─── 本文 ───
アメリカ合衆国第37代大統領リチャード・ニクソン氏が,なぜ「法と秩序」を旗印にしたのかは不明である。
当時、ベトナム戦争反対の世論のもと多くの若者がヒッピー化してアメリカ社会が揺れていたことがその理由と言われている。
でも,数年前,あのケネディ大統領と争い、選挙で敗れた一つの原因が「禁酒法」時代に荒稼ぎをしたケネディ陣営の選挙違反の恨みとも考えられる。この世はあざなえる縄のごとしである.物事は表面に現れたことだけが事実ではない.
ところで,「法と秩序」を回復しようとしたニクソンは,「薬物規制法」に基づいてペンシルバニア州知事の経験のあるロイヤルド・シィーファ氏を委員長にする「マリファナ及び薬物乱用に関する全米委員会」を開らく.
マリファナは痲薬と言うことになっているが,実はその毒性とその社会的な影響については,検討が進まず、常に社会の「追放」のヒステリーとそれに対抗する勢力との争いがあったからだ。
ニクソンはその争いに終止符を打つためにシィーファ委員会を開いた。目的は「マリファナは痲薬だ」ということを証明するためであった.
シィーファ委員会は,政治的には1940年代に行われたニューヨーク市長のラガーディア委員会と対をなすもので、ニューヨーク市長は「大麻は麻薬性がないのではないか」と疑って委員会を開き、ニクソン大統領は「大麻を厳しく取り締まらなければならない」として委員会を開いた.
事実,シィーファ氏を初めとして委員会の委員の内、過半数をニクソン大統領自身が選ぶという熱の入れ方だった.
ところが、大統領の思惑に反して,1972年にこの委員会からだされた報告では、ニクソン大統領の思惑とは全く別の内容となった.
シーファ委員会の結論
一、マリファナを吸うことによって、身体機能の障害についての決定的証拠はなく、きわめて多量のマリファナであってもそれだけで人体に対する致死量があるとは立証されていない.
二、マリファナが人体に遺伝的欠陥を生み出すことを示す信頼できる証拠は存在しない.
三、マリファナが暴力的ないし攻撃的行為の原因になることを示す証拠もない.
───
• 実施する課題:
a. 本文に基づき、ニクソン大統領がシィーファ委員会を開いた理由を1〜3文で説明してください。
b. 本文によると、シィーファ委員会の報告は何年に出されましたか。
─── データセット内容 ───
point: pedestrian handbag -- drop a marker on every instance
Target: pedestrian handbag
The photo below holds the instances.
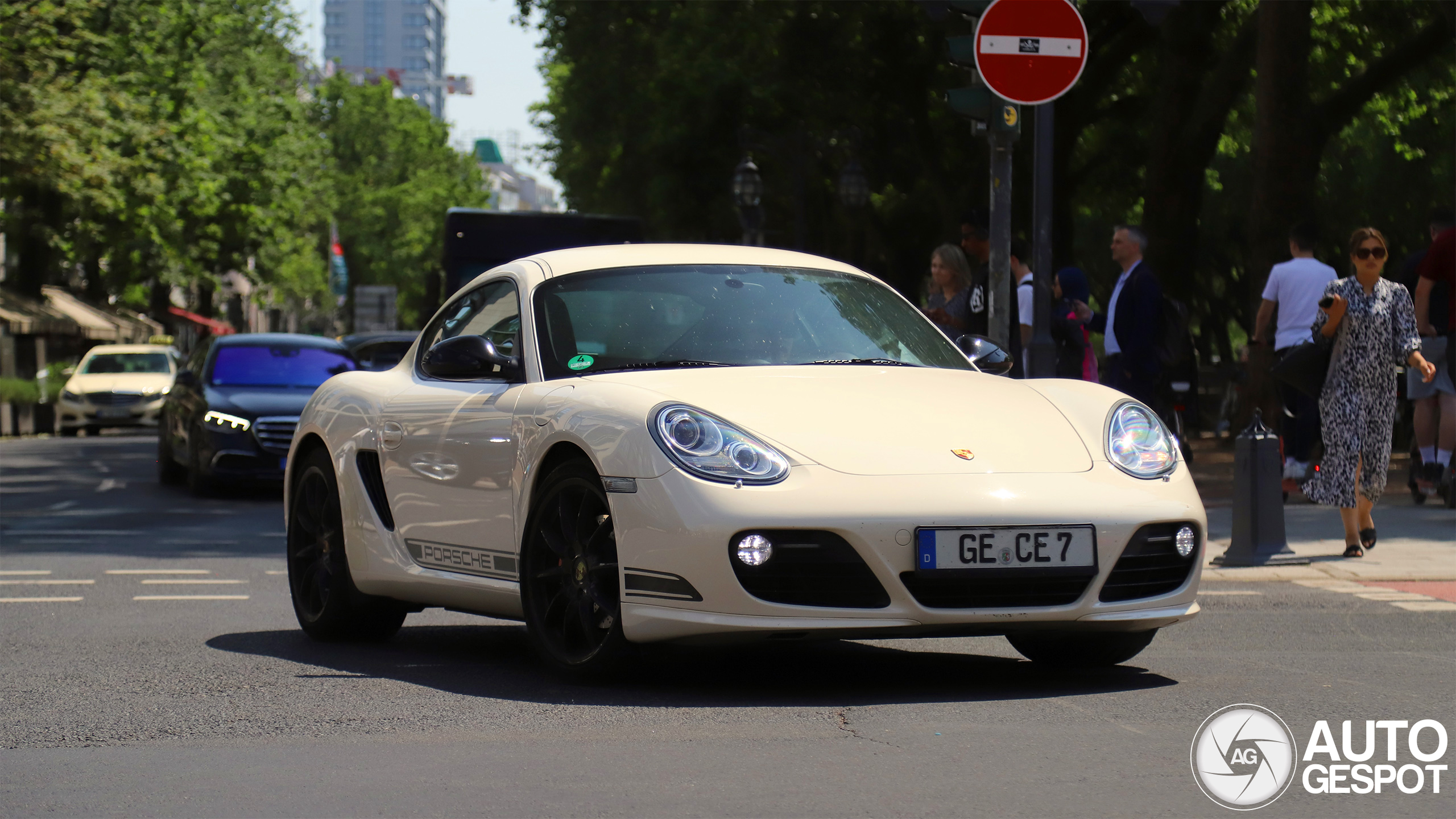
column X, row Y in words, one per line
column 1305, row 366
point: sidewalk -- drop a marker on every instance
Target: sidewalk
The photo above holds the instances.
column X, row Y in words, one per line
column 1417, row 543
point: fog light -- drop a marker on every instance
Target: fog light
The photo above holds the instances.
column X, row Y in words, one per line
column 755, row 550
column 1186, row 541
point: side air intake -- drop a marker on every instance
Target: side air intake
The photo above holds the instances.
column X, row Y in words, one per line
column 367, row 462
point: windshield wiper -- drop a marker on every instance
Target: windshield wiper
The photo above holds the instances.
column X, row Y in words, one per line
column 666, row 365
column 865, row 362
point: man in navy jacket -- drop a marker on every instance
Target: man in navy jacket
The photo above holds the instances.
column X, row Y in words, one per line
column 1132, row 324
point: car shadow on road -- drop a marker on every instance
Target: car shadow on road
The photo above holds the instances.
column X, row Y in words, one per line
column 497, row 662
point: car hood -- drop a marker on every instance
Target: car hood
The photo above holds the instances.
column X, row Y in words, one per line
column 868, row 420
column 258, row 401
column 118, row 382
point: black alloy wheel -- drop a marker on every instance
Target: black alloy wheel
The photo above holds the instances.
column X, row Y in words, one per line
column 570, row 586
column 1070, row 649
column 325, row 599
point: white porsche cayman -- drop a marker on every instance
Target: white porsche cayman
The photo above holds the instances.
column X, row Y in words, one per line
column 647, row 444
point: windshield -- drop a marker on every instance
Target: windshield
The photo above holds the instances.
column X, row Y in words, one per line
column 742, row 315
column 129, row 363
column 277, row 366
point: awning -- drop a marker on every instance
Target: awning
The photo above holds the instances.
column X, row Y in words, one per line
column 25, row 317
column 213, row 325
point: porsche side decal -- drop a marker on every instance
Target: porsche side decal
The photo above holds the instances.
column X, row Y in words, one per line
column 465, row 560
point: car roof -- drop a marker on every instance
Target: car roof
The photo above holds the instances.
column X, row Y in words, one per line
column 270, row 338
column 110, row 349
column 362, row 338
column 578, row 260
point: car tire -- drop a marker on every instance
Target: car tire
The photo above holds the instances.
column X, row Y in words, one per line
column 169, row 471
column 328, row 605
column 1081, row 649
column 570, row 589
column 198, row 483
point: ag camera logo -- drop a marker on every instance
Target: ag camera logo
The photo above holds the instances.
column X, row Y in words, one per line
column 1244, row 757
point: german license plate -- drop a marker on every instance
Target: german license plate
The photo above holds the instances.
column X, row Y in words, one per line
column 1005, row 547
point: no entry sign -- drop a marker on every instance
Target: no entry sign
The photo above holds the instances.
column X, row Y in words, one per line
column 1031, row 51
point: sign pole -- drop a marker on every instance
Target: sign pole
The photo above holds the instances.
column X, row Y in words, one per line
column 1043, row 350
column 998, row 308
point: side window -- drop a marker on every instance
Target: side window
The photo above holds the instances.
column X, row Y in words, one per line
column 491, row 311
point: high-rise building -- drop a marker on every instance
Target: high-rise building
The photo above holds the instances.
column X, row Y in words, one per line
column 398, row 40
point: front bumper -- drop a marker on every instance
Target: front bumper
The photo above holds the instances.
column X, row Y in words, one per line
column 680, row 525
column 84, row 414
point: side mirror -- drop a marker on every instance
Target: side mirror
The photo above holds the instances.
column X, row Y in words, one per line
column 985, row 354
column 469, row 358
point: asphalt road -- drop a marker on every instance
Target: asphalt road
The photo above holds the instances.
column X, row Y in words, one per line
column 118, row 704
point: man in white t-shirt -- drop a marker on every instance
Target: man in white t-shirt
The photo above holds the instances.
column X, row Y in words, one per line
column 1295, row 289
column 1025, row 299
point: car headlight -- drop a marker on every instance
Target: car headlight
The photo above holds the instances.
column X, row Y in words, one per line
column 1138, row 442
column 229, row 423
column 714, row 449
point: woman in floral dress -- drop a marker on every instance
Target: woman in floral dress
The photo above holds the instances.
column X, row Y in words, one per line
column 1372, row 325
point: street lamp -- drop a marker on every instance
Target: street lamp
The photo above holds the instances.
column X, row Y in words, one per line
column 854, row 188
column 747, row 195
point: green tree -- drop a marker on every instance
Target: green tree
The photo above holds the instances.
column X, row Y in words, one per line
column 392, row 177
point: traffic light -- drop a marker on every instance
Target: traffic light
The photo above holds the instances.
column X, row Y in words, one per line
column 978, row 102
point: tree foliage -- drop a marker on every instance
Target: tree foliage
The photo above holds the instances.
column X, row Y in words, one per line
column 169, row 142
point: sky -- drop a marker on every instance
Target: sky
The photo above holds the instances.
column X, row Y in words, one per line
column 482, row 43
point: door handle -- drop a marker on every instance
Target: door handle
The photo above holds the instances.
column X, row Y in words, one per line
column 392, row 435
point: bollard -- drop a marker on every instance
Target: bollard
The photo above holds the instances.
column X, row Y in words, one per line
column 1259, row 502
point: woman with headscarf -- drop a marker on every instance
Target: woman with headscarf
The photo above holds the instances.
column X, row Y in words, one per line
column 1371, row 324
column 1075, row 354
column 950, row 279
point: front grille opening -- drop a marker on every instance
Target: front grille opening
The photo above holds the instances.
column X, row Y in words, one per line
column 810, row 569
column 367, row 462
column 1149, row 564
column 996, row 589
column 274, row 433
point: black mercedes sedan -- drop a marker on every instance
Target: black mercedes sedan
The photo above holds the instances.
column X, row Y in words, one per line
column 235, row 404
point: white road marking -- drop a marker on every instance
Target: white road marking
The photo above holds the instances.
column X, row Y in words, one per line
column 190, row 598
column 158, row 572
column 191, row 582
column 1426, row 607
column 98, row 532
column 1389, row 597
column 1408, row 601
column 1202, row 592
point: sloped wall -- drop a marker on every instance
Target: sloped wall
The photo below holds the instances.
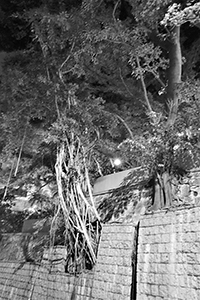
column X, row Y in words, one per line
column 111, row 278
column 169, row 255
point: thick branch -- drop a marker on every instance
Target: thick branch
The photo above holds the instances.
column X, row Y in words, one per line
column 174, row 73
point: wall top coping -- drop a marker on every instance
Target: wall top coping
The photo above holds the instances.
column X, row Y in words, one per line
column 171, row 209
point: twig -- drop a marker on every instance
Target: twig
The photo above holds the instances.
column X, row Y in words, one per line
column 20, row 152
column 122, row 79
column 143, row 85
column 9, row 178
column 126, row 125
column 114, row 10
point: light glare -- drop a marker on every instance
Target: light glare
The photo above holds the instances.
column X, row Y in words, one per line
column 117, row 162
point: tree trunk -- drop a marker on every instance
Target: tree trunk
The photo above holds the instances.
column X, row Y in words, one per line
column 162, row 192
column 174, row 74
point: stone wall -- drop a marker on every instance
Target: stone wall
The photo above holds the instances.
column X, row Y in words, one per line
column 111, row 278
column 168, row 258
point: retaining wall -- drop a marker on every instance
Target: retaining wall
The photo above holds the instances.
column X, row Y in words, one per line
column 111, row 278
column 168, row 259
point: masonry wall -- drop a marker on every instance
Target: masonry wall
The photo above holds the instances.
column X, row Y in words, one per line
column 111, row 278
column 168, row 259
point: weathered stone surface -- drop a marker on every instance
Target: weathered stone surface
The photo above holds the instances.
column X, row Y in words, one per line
column 111, row 279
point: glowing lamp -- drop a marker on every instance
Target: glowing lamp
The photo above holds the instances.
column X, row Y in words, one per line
column 117, row 162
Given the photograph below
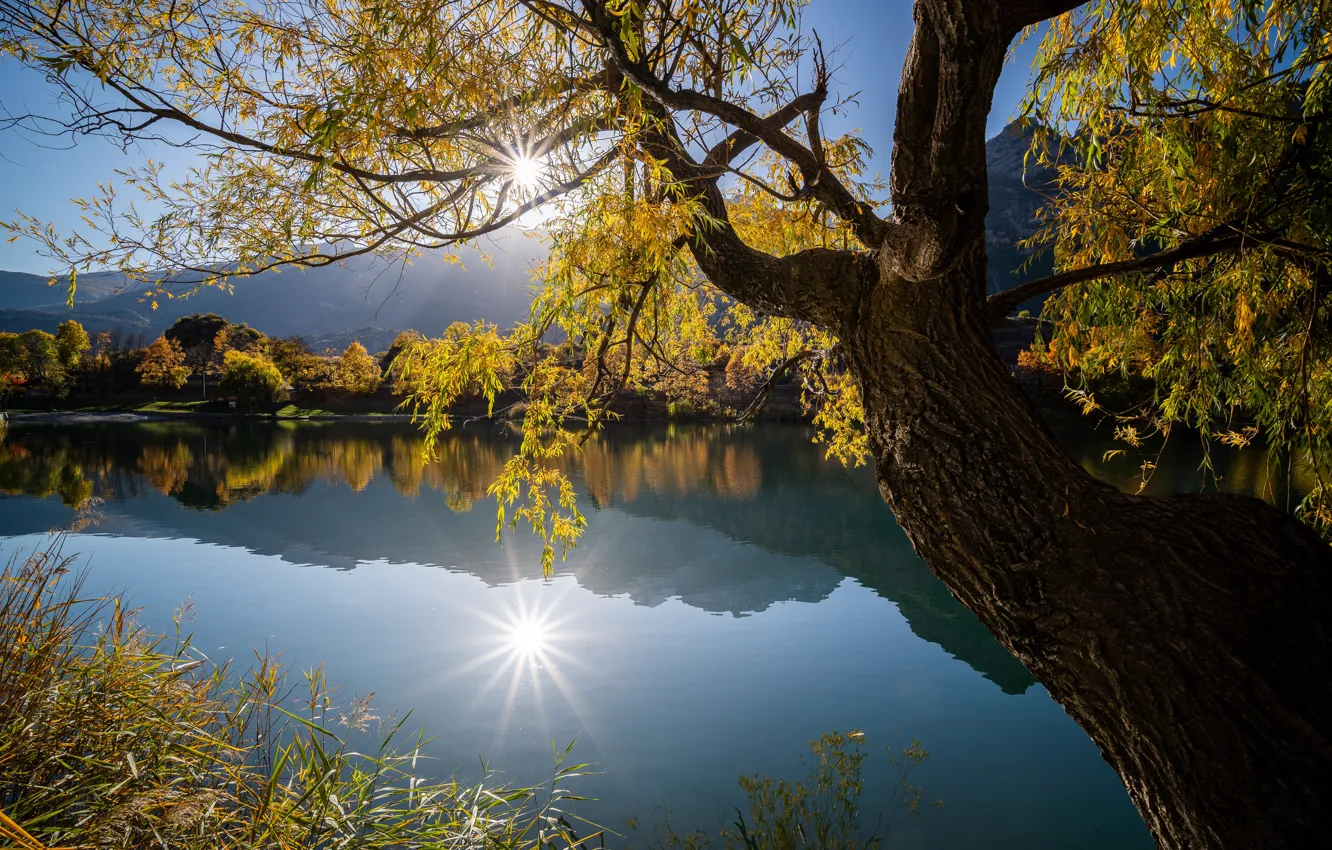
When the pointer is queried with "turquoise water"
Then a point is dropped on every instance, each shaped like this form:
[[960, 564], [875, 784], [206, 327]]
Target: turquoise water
[[733, 597]]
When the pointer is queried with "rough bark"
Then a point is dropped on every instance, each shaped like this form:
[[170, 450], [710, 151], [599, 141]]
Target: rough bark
[[1187, 636]]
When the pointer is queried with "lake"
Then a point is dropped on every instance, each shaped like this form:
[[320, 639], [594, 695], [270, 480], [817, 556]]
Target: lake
[[734, 596]]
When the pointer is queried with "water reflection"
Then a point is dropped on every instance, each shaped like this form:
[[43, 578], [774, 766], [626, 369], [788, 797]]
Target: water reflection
[[365, 494]]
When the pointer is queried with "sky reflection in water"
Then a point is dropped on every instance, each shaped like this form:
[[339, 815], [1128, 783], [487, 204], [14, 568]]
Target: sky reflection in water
[[733, 597]]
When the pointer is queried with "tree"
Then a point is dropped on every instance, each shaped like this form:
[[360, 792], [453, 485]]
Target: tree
[[253, 380], [164, 364], [71, 344], [357, 371], [703, 192], [41, 361], [11, 353]]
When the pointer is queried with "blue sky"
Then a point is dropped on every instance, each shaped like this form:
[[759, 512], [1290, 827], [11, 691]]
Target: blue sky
[[871, 37]]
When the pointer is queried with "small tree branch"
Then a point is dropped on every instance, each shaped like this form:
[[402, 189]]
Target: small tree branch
[[1215, 241]]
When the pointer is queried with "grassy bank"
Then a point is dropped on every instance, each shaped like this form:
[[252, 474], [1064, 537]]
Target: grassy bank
[[115, 736]]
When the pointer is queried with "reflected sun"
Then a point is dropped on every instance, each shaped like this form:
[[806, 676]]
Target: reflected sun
[[526, 637]]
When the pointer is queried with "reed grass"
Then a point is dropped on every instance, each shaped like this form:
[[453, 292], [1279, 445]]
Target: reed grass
[[115, 736]]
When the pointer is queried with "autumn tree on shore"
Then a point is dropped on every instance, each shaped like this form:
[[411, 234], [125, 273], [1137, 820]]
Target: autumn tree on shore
[[701, 191], [357, 371], [252, 380], [164, 364]]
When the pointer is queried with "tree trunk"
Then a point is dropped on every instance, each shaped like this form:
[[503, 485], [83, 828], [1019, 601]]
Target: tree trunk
[[1187, 634]]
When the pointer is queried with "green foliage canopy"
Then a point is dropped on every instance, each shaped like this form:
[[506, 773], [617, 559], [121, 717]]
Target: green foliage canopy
[[164, 364], [671, 137], [1199, 129], [253, 380]]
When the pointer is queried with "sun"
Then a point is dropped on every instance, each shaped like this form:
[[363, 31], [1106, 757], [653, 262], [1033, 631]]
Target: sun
[[528, 172], [526, 637]]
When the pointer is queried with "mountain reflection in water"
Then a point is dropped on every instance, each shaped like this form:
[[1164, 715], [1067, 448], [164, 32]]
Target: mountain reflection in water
[[368, 496]]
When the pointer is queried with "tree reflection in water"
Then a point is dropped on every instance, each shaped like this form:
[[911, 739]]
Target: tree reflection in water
[[766, 486]]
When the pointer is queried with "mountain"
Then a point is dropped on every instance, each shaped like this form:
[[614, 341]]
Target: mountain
[[365, 292], [23, 291], [1018, 189], [372, 296]]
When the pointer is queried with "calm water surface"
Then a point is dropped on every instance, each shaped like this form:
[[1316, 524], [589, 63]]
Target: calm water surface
[[734, 596]]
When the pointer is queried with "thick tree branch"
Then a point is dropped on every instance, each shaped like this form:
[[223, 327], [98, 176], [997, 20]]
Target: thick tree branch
[[1208, 244], [869, 228]]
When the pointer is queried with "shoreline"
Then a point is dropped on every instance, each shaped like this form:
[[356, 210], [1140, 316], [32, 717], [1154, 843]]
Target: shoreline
[[84, 417]]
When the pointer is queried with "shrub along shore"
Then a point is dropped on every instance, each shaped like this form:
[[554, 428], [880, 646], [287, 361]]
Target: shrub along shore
[[117, 736]]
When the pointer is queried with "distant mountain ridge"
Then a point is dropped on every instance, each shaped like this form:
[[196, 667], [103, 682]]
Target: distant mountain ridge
[[361, 293], [369, 296]]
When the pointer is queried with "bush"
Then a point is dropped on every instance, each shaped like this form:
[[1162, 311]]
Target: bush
[[253, 380], [357, 371]]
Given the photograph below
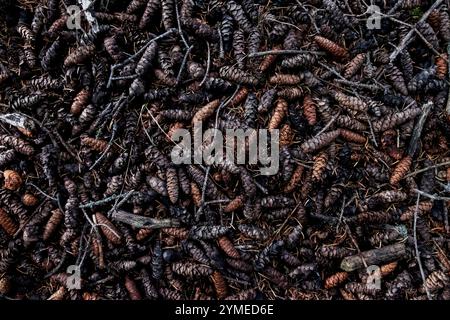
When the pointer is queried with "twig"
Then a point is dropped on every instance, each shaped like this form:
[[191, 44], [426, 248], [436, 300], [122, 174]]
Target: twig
[[93, 204], [38, 189], [374, 257], [371, 87], [427, 168], [183, 63], [395, 7], [431, 196], [222, 105], [143, 222], [282, 52], [134, 56], [414, 142], [374, 139], [179, 26], [121, 202], [208, 63], [286, 23], [50, 134], [113, 134], [447, 108], [405, 41], [313, 21], [419, 261]]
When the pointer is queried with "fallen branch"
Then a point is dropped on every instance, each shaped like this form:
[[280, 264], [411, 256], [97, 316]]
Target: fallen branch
[[378, 256], [143, 222], [408, 36]]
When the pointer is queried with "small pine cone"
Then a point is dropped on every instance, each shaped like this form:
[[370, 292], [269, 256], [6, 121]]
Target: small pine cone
[[350, 123], [309, 110], [441, 66], [80, 102], [132, 289], [353, 136], [350, 102], [397, 79], [434, 19], [400, 170], [7, 223], [428, 33], [437, 280], [13, 180], [172, 184], [331, 47], [444, 28], [335, 280], [267, 62], [234, 205], [292, 93], [29, 200], [94, 144], [108, 229], [143, 234], [205, 112], [319, 166], [220, 285], [295, 179], [286, 135], [387, 269], [196, 194], [354, 65], [79, 55], [55, 219], [240, 96], [278, 114], [227, 246]]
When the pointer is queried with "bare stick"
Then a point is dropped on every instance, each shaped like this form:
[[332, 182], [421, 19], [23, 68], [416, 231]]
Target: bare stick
[[374, 257], [113, 134], [414, 142], [427, 168], [371, 87], [374, 139], [179, 27], [282, 52], [447, 108], [329, 123], [134, 56], [223, 104], [405, 41], [431, 196], [102, 202], [416, 247], [208, 63], [143, 222], [183, 63]]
───
• 番号付き解答:
a. マリファナの毒性や社会的影響については検討が進んでいませんでした。そのため、社会の「追放」のヒステリーとそれに対抗する勢力との争いが続いており、ニクソン大統領はその争いに終止符を打とうとしてシィーファ委員会を開きました。委員会の目的は「マリファナは痲薬だ」ということを証明することでした。

b. 1972年に出されました。